(Excerpts of location labeling data)
===

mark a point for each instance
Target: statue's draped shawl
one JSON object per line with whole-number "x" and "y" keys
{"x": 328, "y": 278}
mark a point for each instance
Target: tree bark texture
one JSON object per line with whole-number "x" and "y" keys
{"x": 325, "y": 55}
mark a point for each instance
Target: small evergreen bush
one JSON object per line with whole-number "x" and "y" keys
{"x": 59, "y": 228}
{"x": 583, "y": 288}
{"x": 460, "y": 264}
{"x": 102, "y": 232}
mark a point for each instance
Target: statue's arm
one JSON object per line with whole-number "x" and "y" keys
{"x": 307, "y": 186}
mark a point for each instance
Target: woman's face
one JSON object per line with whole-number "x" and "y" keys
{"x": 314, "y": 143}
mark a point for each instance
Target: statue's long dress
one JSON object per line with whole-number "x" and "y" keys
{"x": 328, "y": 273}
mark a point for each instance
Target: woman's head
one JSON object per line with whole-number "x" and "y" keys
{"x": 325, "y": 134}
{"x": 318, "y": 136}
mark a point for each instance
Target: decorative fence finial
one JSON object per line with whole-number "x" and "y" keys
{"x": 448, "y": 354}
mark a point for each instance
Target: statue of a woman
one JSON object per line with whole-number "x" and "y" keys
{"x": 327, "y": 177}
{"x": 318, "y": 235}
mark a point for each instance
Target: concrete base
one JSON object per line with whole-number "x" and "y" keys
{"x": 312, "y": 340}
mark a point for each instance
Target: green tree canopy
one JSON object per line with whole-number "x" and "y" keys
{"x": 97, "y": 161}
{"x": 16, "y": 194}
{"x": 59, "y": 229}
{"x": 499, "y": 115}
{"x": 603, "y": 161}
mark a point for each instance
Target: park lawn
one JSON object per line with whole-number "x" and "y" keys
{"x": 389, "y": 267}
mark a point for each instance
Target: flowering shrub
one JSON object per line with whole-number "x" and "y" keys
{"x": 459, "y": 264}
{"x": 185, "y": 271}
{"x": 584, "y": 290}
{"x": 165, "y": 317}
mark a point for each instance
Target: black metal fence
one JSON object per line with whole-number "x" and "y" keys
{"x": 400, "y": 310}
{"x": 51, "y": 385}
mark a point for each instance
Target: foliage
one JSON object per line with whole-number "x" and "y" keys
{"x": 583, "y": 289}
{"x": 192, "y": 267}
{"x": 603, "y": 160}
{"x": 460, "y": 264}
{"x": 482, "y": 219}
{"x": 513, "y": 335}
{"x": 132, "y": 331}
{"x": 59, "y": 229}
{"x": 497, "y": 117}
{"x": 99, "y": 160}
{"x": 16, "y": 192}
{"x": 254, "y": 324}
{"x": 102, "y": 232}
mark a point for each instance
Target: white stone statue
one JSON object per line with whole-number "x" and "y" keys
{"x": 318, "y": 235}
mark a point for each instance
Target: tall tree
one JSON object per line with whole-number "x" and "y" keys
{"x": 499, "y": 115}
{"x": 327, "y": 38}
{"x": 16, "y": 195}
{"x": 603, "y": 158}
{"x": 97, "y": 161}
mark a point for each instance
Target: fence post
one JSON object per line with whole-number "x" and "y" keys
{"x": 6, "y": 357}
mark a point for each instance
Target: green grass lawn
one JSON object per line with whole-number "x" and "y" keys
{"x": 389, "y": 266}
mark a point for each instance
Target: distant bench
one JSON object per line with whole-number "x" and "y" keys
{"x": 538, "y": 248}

===

_TASK DESCRIPTION_: List each line in the material above that contains the word "tree".

_REPLY TO THE EXERCISE_:
Target: tree bark texture
Target: green tree canopy
Target: tall tree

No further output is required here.